| Task |
Please copy the following material line for line, without changing anything.

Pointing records
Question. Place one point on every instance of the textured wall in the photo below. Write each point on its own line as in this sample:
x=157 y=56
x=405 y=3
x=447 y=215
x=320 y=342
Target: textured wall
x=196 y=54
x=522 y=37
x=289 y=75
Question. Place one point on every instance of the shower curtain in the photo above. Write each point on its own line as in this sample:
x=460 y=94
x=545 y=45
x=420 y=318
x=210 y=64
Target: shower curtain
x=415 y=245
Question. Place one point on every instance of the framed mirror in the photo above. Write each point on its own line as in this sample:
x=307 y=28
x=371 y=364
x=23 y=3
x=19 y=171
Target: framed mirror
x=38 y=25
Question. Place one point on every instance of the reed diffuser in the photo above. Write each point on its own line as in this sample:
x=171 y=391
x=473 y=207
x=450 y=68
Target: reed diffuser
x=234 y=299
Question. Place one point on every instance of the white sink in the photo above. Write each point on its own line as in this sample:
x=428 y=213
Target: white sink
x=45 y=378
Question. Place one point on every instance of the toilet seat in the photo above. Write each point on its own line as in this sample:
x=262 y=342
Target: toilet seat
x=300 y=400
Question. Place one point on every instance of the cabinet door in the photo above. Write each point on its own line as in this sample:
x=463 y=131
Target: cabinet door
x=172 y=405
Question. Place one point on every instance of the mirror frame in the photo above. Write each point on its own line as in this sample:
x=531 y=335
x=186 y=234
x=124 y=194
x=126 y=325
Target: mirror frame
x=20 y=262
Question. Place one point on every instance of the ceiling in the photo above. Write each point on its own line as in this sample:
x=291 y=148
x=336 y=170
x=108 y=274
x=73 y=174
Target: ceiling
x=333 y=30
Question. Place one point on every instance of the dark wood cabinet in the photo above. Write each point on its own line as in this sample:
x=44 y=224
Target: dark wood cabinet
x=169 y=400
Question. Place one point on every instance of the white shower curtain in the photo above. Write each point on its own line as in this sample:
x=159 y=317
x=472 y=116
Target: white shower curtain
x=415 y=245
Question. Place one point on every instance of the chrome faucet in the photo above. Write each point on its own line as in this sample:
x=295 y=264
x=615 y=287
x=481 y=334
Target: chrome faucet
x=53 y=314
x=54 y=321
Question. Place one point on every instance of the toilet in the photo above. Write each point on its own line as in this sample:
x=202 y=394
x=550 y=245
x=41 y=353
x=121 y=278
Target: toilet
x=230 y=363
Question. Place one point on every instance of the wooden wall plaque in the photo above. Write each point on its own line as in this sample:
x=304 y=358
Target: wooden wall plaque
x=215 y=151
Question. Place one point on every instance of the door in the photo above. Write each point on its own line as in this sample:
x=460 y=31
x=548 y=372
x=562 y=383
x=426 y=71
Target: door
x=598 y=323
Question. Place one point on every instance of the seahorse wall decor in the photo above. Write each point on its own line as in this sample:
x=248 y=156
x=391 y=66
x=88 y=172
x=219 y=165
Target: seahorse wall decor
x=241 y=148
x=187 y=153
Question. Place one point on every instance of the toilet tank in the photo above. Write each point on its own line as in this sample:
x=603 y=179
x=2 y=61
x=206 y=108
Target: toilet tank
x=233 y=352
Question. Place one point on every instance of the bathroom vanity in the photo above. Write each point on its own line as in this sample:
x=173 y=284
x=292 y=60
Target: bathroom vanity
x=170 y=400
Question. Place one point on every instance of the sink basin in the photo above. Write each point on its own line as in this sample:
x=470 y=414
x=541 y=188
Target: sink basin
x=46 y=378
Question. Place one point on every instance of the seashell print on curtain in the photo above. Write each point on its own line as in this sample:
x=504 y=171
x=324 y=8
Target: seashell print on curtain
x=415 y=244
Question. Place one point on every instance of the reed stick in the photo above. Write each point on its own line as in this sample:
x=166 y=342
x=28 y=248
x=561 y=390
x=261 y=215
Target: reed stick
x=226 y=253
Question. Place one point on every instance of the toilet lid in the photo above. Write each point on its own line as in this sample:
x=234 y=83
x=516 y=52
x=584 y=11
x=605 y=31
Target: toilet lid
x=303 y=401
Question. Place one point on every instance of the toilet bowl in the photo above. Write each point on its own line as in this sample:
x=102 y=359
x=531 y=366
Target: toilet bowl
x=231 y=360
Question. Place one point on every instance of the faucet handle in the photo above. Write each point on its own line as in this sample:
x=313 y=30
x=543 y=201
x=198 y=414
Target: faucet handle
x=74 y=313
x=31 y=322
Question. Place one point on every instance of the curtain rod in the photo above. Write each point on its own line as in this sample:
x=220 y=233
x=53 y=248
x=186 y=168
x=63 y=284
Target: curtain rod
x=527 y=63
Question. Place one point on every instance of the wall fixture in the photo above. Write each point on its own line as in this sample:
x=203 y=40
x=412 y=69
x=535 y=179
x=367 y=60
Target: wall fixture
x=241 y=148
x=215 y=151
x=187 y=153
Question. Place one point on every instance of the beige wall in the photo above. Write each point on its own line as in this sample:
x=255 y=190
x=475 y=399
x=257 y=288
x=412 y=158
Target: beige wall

| Answer for this exercise |
Question. Place one point on every instance of the textured wall in the photo below. Write each point on its own line as in this sample:
x=157 y=56
x=405 y=3
x=447 y=215
x=320 y=342
Target: textured wall
x=196 y=54
x=522 y=37
x=289 y=75
Question. Place one point on every instance of the shower curtain in the photo above. Write each point on its own line as in this sample:
x=460 y=94
x=545 y=45
x=420 y=318
x=210 y=64
Target: shower curtain
x=415 y=245
Question. Place one point on every instance of the framed mirror in the photo above. Write each point on its own line as in this sample:
x=307 y=28
x=371 y=364
x=23 y=3
x=19 y=171
Target: framed mirror
x=38 y=25
Question. Place one point on every instance of the reed diffuser in the photo above. Write each point on its own line as in this sample:
x=171 y=391
x=473 y=207
x=450 y=68
Target: reed diffuser
x=234 y=299
Question. Place one point on every instance of the white sink in the photo above. Write each point on its own line as in this sample:
x=428 y=213
Target: white sink
x=45 y=378
Question. Place one point on every instance of the toilet seat in the photo above. Write each point on its own line as in this sample:
x=262 y=342
Target: toilet seat
x=300 y=400
Question. Place one point on every instance of the cabinet door in the photo above. Write each point on its own line as in this sample:
x=463 y=131
Target: cabinet door
x=172 y=405
Question. Place one point on every instance of the mirror frame in the photo above. Write each point on its own line as in this sample:
x=531 y=335
x=186 y=234
x=124 y=194
x=126 y=325
Target: mirror frame
x=20 y=262
Question. Place one point on every instance of the ceiling in the photo above. Write each point on its own line as in this sample:
x=291 y=148
x=336 y=170
x=108 y=274
x=73 y=174
Target: ceiling
x=333 y=30
Question. Place one point on every instance of the dark wood cabinet in the photo above. Write each point on its own line as in this sample:
x=44 y=224
Target: dark wood cabinet
x=169 y=400
Question. Place one point on every instance of the white shower curtain in the photo above. Write each point on its own line as in this sample:
x=159 y=317
x=472 y=116
Target: white shower curtain
x=415 y=245
Question. Place one point on every instance of the chrome faucet in the photo above. Write each point on its own line as in this sample:
x=295 y=264
x=615 y=287
x=481 y=334
Target: chrome faucet
x=53 y=314
x=54 y=321
Question. Place one point on every instance of the toilet in the photo above. Write each point on its own line as in this sample:
x=202 y=394
x=550 y=245
x=41 y=353
x=121 y=278
Target: toilet
x=230 y=363
Question. Place one point on every instance of the wooden wall plaque in the photo above. Write each point on its own line as in this sample:
x=304 y=358
Target: wooden wall plaque
x=215 y=151
Question. Place one point on every instance of the door in the photo above. Write each point on its own line as in this sample:
x=460 y=31
x=548 y=372
x=562 y=383
x=426 y=71
Target: door
x=598 y=323
Question. Place one point on every instance of the seahorse wall decor in the photo above. Write each point on its own line as in this sample:
x=248 y=156
x=391 y=66
x=88 y=172
x=219 y=165
Target: seahorse wall decor
x=241 y=148
x=187 y=153
Question. Place one point on every instance of the toilet tank in the photo above. Write each point on its own line as in this sample:
x=603 y=179
x=2 y=61
x=206 y=108
Target: toilet tank
x=233 y=352
Question. Place one point on every instance of the bathroom vanity in the photo above. Write each point on its own line as in this sample:
x=173 y=284
x=292 y=60
Target: bathroom vanity
x=170 y=400
Question. Place one point on every instance of the sink basin in the photo above. Write each point on its own line as in this sample:
x=470 y=414
x=541 y=188
Target: sink basin
x=46 y=378
Question. Place one point on every instance of the seashell print on curtain in the photo above. Write each point on its own line as in this sample:
x=504 y=171
x=324 y=8
Target: seashell print on curtain
x=415 y=244
Question. Place one point on every instance of the reed stick in the photo above. Write each point on its own line as in this sample:
x=166 y=342
x=28 y=248
x=561 y=390
x=261 y=215
Target: reed stick
x=226 y=253
Question. Place one point on every instance of the toilet lid in the photo above. Write each point on its own line as in this sample:
x=234 y=83
x=516 y=52
x=584 y=11
x=605 y=31
Target: toilet lid
x=303 y=401
Question. Place one point on every instance of the toilet bowl in the photo above. Write each point on its own line as in this sample:
x=102 y=359
x=531 y=366
Target: toilet bowl
x=231 y=360
Question. Place one point on every instance of the faucet handle in the photo above. Write each point on its own line as in this sample:
x=313 y=30
x=543 y=201
x=198 y=414
Target: faucet handle
x=74 y=313
x=31 y=322
Question. Place one point on every instance of the curtain rod in the photo above. Write each point on its own line as in this sample:
x=220 y=233
x=53 y=248
x=186 y=168
x=63 y=284
Target: curtain rod
x=527 y=63
Question. Place one point on every instance of the wall fixture in the photo above. Write each point on its own line as in this sample:
x=203 y=40
x=412 y=69
x=535 y=179
x=367 y=60
Target: wall fixture
x=241 y=148
x=215 y=151
x=187 y=153
Question. Place one point on every instance of the beige wall in the photo above. Write each point on its own line as in this sample:
x=255 y=190
x=475 y=399
x=257 y=288
x=412 y=158
Target: beige wall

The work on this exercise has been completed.